**TASK BRIEF:**
Decide whether each numbered statement agrees with the passage on the fashion presentation, answering yes or no and quoting the passage's deciding words. 1. The presentation opens with a model dressing in a small mirrored room while a smartphone camera records her. 2. The writer found it easy to catch every message Tisci meant to convey. 3. A YouTube commenter said the show referred to the prison system.

**SOURCE EXTRACT:**
I was thinking about regeneration, about dynamic youth, about nature constantly recreating itself, always growing and evolving, always alive.” – Riccardo Tisci

The presentation seemed to be filled with references, and I must say, as the video cuts to the models, to the trees, to the singer, to the performers… it becomes confusing to catch all the messages Tisci was trying to give us. As I was watching the video on YouTube, one user even commented saying that the show was a reference to “the prison system, protests, to the celebration of nature and most importantly hope”, so I will leave it to you to decide.

The presentation starts off with a model entering a small mirrored room dressing herself while being recorded with a smartphone camera. The room gives you a feel of constriction and perhaps a reference to our lives during lockdown. But as she leaves the room to enter the forest, (and if you are someone like me with mild claustrophobia) you feel a great sense of relief.

**STORED DATA:**
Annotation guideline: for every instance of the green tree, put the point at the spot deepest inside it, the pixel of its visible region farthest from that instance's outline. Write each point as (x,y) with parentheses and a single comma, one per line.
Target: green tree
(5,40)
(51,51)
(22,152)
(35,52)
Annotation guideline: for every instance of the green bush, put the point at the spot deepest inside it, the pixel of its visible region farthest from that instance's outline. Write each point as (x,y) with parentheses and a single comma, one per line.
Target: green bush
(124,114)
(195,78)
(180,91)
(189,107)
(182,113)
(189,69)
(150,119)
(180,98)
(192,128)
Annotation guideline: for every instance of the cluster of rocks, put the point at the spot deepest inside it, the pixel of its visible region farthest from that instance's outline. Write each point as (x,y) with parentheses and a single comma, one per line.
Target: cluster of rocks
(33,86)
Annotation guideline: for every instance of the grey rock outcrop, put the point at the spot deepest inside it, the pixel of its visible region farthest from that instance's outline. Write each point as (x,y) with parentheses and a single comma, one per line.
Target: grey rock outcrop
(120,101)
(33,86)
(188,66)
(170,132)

**SOLVED EXERCISE:**
1. Yes: "The presentation starts off with a model entering a small mirrored room dressing herself while being recorded with a smartphone camera."
2. No: "it becomes confusing to catch all the messages Tisci was trying to give us."
3. Yes: "one user even commented saying that the show was a reference to “the prison system, protests, to the celebration of nature and most importantly hope”"